[Excerpt from a dataset]
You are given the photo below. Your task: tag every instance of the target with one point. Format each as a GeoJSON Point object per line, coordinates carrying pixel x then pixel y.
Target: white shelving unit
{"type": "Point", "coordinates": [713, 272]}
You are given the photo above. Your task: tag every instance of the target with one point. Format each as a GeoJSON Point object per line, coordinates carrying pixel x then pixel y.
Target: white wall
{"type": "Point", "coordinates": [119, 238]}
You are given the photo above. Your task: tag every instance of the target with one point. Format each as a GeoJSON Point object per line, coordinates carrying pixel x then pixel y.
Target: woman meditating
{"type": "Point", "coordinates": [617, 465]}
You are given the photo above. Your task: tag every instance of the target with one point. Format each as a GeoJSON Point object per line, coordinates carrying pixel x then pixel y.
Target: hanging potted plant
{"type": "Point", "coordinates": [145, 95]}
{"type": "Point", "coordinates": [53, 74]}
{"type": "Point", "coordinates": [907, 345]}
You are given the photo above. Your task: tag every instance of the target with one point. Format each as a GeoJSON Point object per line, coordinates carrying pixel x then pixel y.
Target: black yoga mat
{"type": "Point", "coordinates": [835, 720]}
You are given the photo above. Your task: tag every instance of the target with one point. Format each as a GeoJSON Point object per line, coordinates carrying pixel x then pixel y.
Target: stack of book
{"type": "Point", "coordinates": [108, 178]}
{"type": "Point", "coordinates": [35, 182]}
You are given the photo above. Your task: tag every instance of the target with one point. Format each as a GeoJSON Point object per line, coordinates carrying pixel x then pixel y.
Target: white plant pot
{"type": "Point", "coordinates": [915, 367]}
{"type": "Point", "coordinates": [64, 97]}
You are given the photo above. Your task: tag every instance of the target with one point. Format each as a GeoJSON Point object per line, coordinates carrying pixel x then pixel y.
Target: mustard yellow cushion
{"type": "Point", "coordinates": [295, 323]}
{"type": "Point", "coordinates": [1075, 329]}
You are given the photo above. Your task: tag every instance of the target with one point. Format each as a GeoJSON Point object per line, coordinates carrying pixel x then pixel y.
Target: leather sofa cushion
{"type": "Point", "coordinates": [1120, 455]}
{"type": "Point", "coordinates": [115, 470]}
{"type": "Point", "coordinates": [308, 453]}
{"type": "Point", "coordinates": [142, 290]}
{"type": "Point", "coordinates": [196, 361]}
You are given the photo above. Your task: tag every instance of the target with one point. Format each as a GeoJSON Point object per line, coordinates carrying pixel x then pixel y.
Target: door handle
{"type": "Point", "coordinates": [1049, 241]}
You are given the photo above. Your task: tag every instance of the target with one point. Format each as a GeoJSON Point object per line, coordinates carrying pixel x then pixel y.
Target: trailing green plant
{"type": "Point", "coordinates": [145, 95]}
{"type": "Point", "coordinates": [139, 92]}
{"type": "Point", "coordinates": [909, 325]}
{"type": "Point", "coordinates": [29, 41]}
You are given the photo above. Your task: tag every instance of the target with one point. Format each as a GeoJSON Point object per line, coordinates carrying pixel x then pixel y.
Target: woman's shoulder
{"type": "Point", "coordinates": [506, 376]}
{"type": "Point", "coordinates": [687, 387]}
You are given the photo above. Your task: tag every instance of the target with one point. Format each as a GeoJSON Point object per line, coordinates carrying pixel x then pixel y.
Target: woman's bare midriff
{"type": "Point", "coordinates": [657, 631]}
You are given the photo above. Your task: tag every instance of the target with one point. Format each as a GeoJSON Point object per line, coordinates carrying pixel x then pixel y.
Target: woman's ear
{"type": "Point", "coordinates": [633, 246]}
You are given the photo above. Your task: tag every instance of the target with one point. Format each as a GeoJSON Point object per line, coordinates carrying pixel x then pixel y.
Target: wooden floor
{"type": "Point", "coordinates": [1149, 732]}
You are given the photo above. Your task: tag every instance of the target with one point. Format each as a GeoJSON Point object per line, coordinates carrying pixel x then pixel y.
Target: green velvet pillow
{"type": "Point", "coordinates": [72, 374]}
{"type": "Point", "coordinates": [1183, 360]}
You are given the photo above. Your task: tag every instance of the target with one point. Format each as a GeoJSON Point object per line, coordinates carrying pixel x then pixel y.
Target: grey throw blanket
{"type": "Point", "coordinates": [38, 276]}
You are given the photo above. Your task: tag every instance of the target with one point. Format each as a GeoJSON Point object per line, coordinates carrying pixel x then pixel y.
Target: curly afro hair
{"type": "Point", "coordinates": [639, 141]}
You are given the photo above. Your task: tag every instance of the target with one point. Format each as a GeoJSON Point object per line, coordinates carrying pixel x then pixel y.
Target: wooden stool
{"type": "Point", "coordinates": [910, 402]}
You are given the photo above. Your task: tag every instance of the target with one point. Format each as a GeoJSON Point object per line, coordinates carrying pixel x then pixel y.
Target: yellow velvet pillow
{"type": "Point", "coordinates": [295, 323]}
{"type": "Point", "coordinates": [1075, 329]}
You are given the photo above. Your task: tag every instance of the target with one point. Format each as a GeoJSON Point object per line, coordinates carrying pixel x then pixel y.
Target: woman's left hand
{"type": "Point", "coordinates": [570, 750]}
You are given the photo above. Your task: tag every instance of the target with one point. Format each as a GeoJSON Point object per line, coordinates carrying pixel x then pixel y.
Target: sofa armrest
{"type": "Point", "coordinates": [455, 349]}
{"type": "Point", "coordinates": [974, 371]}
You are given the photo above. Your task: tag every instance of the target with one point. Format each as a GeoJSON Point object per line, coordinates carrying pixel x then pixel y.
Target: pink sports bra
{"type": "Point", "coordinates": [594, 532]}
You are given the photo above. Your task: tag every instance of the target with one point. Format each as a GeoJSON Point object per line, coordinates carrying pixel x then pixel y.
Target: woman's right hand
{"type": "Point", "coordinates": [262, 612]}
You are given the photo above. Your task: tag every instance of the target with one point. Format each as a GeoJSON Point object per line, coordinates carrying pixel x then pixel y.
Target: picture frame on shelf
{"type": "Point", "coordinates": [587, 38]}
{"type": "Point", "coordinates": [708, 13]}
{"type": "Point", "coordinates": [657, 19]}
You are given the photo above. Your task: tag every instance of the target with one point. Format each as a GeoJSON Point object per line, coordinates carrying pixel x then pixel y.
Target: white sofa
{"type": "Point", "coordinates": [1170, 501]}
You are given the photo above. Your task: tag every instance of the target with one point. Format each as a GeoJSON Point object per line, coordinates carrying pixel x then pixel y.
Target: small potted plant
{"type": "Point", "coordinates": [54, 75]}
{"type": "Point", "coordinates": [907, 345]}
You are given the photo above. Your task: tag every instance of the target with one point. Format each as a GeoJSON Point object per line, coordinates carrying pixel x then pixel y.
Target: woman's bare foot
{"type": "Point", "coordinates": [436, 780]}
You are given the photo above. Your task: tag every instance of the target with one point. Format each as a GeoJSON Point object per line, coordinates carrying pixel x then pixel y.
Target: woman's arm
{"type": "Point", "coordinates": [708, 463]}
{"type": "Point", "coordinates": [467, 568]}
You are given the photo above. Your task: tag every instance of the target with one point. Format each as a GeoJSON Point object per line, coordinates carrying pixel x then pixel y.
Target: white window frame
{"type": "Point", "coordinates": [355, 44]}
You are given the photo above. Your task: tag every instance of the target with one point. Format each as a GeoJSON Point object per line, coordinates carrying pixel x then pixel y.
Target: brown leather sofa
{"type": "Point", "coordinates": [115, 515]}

__Requirements__: Please pick out every line of the items above that contains the word "potted", and copy each of those lines.

__Output for this task__:
Target: hanging potted plant
Target: small potted plant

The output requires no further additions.